## SOURCE DOCUMENT
The lawyer for C.J. Doyle, executive director of the Catholic Action League of Massachusetts, argued the marriages interfere with voters’ ability to participate in the “robust debate” that is required on such an issue.
But justices, even two who dissented in the 2003 decision that legalized same-sex marriages, seemed skeptical.
“How has the full and robust public discourse been inhibited?” asked Justice Robert Cordy, one of the dissenters in 2003. “It seems to me, if anything, it’s been enlivened on this subject … I don’t see how it gets inhibited by the fact that the court has made a constitutional ruling.”
Around 5,000 same-sex couples have married in the state since the Supreme Judicial Court’s ruling took effect in May 2004.
Last March, the state Legislature approved a constitutional amendment that would ban same-sex marriage. Lawmakers must pass the measure a second time, either this year or next, before it can reach the statewide ballot in November 2006.
Justice Roderick Ireland rejected Doyle’s arguments last year. It was heard on appeal by the full court, which did not immediately rule.
Justice Martha Sosman, who wrote the 2003 dissenting opinion, said that unless it’s proven that Ireland erred in his ruling, then “that’s the end of it.”
The justices didn’t ask any questions of an attorney for the Gay & Lesbian Advocates & Defenders, nor of state assistant attorney general John Hitt, who later declined to comment.
GLAD lawyer Michele Granda said she was confident the court would rule against Doyle.

## EXERCISES TO COMPLETE
• a. List every person named in the court report.
• b. Answer from the court report:
(i) About how many same-sex couples have married in the state since the ruling took effect?
(ii) Which justice rejected Doyle's arguments last year?
(iii) When could the amendment reach the statewide ballot?
• c. Switch "full court" to "whole court" and give back everything in the court report from "Justice Roderick Ireland" down to "declined to comment.".
The material that comes next is separate from the court report.

## DATA FOR ANALYSIS
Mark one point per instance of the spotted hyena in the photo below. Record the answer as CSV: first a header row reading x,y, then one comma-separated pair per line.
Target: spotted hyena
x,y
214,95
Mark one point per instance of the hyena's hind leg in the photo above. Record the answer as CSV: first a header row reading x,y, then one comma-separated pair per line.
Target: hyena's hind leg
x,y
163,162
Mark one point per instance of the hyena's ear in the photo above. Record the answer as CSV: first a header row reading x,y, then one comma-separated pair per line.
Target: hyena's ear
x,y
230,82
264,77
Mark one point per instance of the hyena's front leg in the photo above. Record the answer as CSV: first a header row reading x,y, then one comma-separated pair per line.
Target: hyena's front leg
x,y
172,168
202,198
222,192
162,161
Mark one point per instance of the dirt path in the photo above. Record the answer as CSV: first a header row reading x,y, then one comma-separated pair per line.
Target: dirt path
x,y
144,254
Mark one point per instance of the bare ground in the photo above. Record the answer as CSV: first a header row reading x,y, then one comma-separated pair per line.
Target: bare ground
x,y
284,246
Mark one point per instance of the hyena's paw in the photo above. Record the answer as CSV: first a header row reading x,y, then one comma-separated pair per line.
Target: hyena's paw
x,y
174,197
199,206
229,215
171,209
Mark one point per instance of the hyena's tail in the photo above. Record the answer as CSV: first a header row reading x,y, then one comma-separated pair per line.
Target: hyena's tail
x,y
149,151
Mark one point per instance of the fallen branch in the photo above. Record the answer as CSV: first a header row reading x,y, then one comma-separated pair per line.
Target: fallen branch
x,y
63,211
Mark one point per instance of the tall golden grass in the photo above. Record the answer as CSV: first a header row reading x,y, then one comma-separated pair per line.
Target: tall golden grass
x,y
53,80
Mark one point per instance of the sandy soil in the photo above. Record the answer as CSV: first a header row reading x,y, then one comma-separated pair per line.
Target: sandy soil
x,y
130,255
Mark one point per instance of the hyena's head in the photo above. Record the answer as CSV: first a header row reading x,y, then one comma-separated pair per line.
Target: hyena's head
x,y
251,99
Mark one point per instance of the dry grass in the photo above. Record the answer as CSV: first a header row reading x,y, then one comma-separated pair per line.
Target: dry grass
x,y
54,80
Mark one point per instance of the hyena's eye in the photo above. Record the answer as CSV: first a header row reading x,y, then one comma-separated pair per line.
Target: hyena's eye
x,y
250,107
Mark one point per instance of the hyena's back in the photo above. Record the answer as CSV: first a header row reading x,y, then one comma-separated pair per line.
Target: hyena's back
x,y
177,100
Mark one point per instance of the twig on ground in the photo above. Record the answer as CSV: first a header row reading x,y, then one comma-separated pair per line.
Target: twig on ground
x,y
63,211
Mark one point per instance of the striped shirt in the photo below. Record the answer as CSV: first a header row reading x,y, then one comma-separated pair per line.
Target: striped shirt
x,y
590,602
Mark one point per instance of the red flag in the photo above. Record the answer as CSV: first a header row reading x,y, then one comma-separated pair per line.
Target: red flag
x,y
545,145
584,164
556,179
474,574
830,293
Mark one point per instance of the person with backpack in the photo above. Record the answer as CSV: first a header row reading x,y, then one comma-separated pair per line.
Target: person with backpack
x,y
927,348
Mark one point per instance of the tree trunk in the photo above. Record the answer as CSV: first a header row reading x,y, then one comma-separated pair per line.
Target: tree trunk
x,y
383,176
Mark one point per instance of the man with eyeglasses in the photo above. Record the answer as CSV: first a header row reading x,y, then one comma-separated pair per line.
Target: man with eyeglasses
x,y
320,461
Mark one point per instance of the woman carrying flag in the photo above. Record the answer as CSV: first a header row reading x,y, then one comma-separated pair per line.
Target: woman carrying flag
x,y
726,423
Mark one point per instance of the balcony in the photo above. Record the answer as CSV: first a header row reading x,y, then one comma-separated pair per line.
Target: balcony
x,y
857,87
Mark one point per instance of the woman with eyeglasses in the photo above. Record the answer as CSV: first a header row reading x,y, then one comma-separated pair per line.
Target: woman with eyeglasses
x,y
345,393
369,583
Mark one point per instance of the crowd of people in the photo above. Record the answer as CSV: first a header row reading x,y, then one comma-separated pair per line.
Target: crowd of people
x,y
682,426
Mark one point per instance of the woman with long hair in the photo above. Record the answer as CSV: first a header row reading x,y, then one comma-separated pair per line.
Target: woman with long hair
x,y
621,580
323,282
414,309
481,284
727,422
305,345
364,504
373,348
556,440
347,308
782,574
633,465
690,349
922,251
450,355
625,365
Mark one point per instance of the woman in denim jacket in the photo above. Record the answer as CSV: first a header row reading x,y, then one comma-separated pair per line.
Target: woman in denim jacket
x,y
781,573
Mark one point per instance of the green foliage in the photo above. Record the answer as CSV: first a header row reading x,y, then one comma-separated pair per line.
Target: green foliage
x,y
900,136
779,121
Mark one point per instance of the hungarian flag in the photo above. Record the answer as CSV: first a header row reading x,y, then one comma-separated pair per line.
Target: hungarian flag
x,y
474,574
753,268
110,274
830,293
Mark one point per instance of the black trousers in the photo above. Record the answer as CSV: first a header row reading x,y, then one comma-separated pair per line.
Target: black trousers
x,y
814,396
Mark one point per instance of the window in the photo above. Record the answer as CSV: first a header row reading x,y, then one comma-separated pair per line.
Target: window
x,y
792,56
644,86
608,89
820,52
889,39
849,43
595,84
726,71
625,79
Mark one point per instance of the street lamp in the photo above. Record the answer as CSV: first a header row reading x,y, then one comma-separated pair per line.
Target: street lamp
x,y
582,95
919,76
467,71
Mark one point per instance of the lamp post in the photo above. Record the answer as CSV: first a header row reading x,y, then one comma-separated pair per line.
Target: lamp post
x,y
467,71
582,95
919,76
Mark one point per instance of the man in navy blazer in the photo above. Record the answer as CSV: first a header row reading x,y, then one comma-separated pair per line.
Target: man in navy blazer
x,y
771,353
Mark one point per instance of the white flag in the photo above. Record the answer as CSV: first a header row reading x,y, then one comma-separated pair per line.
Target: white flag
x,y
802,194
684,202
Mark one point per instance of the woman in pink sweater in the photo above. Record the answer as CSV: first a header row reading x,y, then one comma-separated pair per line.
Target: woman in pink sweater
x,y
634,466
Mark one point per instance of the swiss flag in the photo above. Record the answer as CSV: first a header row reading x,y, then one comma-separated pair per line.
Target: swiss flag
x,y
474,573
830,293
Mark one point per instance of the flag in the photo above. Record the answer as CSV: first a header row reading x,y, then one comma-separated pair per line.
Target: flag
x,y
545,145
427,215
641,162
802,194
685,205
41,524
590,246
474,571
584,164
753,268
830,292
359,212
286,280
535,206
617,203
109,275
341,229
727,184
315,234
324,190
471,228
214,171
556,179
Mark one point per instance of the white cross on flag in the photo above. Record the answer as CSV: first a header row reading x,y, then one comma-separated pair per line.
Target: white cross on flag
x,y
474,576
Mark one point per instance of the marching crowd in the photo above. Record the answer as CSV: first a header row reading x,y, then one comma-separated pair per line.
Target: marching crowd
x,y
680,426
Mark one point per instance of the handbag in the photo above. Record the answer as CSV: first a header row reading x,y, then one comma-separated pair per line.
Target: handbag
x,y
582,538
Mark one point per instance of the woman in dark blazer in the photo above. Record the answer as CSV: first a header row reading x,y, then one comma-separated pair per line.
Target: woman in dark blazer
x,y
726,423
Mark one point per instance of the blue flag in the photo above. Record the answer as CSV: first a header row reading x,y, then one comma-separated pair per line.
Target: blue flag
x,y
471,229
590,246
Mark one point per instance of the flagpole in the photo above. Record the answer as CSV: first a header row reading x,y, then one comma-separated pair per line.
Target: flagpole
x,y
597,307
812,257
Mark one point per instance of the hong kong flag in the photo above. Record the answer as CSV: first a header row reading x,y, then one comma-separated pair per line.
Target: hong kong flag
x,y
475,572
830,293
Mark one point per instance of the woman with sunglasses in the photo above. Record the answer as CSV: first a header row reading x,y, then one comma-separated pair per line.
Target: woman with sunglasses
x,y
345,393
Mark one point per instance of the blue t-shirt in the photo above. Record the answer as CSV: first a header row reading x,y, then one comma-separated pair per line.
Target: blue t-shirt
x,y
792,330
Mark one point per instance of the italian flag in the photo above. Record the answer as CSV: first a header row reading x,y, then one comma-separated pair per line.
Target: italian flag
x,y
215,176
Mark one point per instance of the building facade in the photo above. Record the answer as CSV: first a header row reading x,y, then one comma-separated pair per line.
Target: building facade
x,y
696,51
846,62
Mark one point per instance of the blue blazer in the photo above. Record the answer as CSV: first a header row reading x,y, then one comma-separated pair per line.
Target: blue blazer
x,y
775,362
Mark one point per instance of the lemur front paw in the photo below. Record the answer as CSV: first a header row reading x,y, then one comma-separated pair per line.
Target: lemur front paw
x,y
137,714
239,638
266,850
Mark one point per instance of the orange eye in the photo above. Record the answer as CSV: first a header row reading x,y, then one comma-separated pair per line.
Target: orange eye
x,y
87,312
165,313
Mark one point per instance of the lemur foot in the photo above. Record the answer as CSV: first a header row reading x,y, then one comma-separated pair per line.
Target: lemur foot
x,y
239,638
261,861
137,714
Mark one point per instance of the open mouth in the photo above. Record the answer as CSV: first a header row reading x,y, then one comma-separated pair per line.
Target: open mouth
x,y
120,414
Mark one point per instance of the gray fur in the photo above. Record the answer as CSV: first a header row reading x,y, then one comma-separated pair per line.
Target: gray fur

## SOLUTIONS BY TASK
• a. C.J. Doyle, Robert Cordy, Roderick Ireland, Martha Sosman, John Hitt, Michele Granda

• b.
(i) Around 5,000
(ii) Roderick Ireland
(iii) November 2006

• c.
Justice Roderick Ireland rejected Doyle’s arguments last year. It was heard on appeal by the whole court, which did not immediately rule.
Justice Martha Sosman, who wrote the 2003 dissenting opinion, said that unless it’s proven that Ireland erred in his ruling, then “that’s the end of it.”
The justices didn’t ask any questions of an attorney for the Gay & Lesbian Advocates & Defenders, nor of state assistant attorney general John Hitt, who later declined to comment.